EXTRAIT:
┌──

Il y a les confiants…

Un autre expat, un courtier originaire de Corée du Sud, témoigne : partir ne fait pas partie des options pour ce trentenaire et sa famille. Son épouse, hongkongaise, et lui viennent d’avoir un bébé qu’ils ont bien l’intention d’élever à Hong Kong. Mais si la ville est plus intéressante pour lui professionnellement, il n’en a pas moins une ligne jaune.

L’histoire de la Corée du Sud est émaillée de mouvements antigouvernementaux lancés par les étudiants, par exemple dans la ville de Gwangju en 1980, où l’usage de la force par l’armée s’était soldé par la mort de plusieurs centaines de personnes : “Sauf événement grave de cette ampleur, je resterai à Hong Kong, même si le risque est toujours là – on sait tous que la Chine peut prendre des mesures radicales”, observe-t-il, réclamant à son tour l’anonymat en échange de son témoignage.

└──

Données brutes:

┌──

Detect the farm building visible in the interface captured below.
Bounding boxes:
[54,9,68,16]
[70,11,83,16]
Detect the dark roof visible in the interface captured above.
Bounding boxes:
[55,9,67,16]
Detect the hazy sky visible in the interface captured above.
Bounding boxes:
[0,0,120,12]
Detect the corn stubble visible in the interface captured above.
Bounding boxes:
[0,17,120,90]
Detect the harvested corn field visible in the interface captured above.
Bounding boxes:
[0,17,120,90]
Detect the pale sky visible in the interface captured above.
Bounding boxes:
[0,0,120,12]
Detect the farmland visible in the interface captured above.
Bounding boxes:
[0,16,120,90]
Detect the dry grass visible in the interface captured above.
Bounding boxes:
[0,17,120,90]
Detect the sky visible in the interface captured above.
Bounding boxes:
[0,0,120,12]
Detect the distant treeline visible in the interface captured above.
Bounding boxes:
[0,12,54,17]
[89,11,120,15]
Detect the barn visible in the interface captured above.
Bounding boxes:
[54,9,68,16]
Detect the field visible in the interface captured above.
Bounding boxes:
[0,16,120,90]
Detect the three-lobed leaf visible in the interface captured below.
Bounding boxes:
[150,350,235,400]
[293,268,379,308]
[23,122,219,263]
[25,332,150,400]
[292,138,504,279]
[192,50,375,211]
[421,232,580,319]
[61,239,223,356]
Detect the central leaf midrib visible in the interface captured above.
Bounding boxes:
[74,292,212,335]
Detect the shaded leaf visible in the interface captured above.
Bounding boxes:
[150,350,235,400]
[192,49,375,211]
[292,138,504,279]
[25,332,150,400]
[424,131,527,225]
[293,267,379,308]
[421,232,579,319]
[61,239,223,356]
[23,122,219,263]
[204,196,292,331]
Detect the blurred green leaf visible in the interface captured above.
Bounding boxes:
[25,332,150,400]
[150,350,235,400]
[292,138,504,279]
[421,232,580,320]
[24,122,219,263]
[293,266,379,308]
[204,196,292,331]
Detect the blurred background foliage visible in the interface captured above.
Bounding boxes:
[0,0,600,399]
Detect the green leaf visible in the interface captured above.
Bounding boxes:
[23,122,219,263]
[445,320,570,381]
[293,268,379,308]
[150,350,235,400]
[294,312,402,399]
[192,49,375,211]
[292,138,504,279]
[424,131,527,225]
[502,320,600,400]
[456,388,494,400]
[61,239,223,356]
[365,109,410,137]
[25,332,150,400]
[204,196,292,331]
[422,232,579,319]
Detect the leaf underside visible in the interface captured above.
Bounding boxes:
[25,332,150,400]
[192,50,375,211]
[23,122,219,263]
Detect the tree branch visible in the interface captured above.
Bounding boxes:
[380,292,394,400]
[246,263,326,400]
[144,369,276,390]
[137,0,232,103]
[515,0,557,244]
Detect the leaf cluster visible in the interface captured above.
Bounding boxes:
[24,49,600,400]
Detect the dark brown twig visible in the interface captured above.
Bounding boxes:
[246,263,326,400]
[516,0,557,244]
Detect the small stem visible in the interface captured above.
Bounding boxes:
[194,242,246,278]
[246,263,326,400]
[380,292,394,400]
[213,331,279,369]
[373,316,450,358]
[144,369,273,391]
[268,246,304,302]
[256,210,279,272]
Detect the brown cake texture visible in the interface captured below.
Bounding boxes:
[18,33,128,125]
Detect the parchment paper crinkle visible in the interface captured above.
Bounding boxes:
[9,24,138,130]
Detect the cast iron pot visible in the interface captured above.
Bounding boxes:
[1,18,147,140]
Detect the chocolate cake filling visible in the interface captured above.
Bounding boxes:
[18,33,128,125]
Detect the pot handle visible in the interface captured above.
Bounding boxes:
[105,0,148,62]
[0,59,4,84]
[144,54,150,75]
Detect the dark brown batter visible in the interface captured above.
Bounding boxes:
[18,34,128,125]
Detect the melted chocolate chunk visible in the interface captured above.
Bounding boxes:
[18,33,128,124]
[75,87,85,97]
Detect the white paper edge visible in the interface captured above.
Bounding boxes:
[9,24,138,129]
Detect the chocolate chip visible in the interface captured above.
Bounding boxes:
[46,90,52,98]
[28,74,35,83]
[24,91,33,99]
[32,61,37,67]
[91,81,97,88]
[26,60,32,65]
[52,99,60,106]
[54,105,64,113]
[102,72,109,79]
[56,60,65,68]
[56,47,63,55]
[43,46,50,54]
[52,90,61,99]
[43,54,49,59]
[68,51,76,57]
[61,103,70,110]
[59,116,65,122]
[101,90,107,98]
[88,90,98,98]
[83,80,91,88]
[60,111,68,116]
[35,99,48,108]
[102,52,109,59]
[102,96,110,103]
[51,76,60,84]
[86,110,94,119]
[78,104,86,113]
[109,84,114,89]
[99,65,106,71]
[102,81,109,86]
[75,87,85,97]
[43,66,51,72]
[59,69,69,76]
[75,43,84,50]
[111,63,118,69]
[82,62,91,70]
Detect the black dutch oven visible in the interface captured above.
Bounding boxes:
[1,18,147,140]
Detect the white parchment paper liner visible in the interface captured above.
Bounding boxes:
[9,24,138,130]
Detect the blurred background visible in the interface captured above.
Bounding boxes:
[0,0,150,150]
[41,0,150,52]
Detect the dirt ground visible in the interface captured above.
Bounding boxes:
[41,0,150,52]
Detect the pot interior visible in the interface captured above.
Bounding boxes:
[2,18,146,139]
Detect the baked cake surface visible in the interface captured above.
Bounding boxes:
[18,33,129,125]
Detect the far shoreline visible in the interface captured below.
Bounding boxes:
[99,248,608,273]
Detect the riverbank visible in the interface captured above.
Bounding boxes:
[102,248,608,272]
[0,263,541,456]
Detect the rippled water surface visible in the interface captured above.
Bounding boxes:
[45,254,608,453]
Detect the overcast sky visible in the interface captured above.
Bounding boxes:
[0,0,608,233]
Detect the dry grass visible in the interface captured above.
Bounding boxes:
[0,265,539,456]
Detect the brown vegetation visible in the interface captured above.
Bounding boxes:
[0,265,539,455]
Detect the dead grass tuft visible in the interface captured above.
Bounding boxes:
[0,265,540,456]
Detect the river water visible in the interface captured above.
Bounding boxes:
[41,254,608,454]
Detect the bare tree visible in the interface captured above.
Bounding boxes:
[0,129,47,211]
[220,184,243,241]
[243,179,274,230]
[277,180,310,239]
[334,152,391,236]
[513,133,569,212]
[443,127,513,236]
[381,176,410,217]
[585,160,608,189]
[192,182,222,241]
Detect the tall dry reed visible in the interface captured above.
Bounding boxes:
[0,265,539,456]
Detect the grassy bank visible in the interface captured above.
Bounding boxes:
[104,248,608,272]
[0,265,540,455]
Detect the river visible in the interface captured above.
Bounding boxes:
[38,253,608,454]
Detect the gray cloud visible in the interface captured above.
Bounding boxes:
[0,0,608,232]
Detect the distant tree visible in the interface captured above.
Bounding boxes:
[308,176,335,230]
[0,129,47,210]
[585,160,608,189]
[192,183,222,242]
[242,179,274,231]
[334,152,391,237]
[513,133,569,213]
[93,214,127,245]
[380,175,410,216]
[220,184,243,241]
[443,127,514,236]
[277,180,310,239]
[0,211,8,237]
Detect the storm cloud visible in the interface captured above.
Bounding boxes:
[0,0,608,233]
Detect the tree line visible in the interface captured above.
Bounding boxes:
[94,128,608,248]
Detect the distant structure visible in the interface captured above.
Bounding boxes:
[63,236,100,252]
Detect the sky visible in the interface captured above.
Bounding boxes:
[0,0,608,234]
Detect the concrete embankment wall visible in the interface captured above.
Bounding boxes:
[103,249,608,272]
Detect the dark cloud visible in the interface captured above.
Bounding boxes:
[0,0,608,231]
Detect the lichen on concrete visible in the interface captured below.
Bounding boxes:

└──

Recopiez, s'il vous plaît, le passage de l'extrait qui va de « Il y a les confiants… » à « une ligne jaune. ».

Il y a les confiants…

Un autre expat, un courtier originaire de Corée du Sud, témoigne : partir ne fait pas partie des options pour ce trentenaire et sa famille. Son épouse, hongkongaise, et lui viennent d’avoir un bébé qu’ils ont bien l’intention d’élever à Hong Kong. Mais si la ville est plus intéressante pour lui professionnellement, il n’en a pas moins une ligne jaune.